[REQUIRED WORK] Return each entry unchanged.

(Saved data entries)
══════════

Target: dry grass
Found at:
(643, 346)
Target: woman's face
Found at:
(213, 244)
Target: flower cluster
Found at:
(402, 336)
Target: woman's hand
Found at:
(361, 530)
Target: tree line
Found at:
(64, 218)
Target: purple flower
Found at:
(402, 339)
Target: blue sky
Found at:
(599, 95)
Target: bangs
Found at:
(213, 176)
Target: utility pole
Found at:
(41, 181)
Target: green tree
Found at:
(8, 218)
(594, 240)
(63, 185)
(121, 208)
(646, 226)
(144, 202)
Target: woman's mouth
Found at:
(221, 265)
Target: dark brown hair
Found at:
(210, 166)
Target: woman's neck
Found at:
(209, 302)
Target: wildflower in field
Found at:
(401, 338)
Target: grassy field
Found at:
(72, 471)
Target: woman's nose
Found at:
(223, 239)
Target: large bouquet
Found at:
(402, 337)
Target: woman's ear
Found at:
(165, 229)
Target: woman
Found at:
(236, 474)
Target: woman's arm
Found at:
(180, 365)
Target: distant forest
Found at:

══════════

[RESPONSE TO THIS TASK]
Target: dry grass
Found at:
(643, 346)
Target: woman's face
Found at:
(213, 244)
Target: flower cluster
Found at:
(402, 336)
Target: woman's hand
Found at:
(361, 530)
Target: tree line
Found at:
(64, 218)
Target: purple flower
Found at:
(402, 339)
Target: blue sky
Found at:
(599, 95)
Target: bangs
Found at:
(213, 176)
Target: utility pole
Found at:
(41, 181)
Target: green tree
Found at:
(8, 218)
(594, 240)
(63, 185)
(121, 208)
(646, 226)
(144, 202)
Target: woman's mouth
Found at:
(221, 265)
Target: dark brown hair
Found at:
(210, 166)
Target: woman's neck
Found at:
(209, 302)
Target: wildflower in field
Found at:
(401, 338)
Target: grassy field
Found at:
(72, 471)
Target: woman's nose
Found at:
(223, 239)
Target: large bouquet
Found at:
(402, 337)
Target: woman's ear
Found at:
(165, 229)
Target: woman
Found at:
(236, 474)
Target: woman's arm
Found at:
(180, 365)
Target: distant forest
Found at:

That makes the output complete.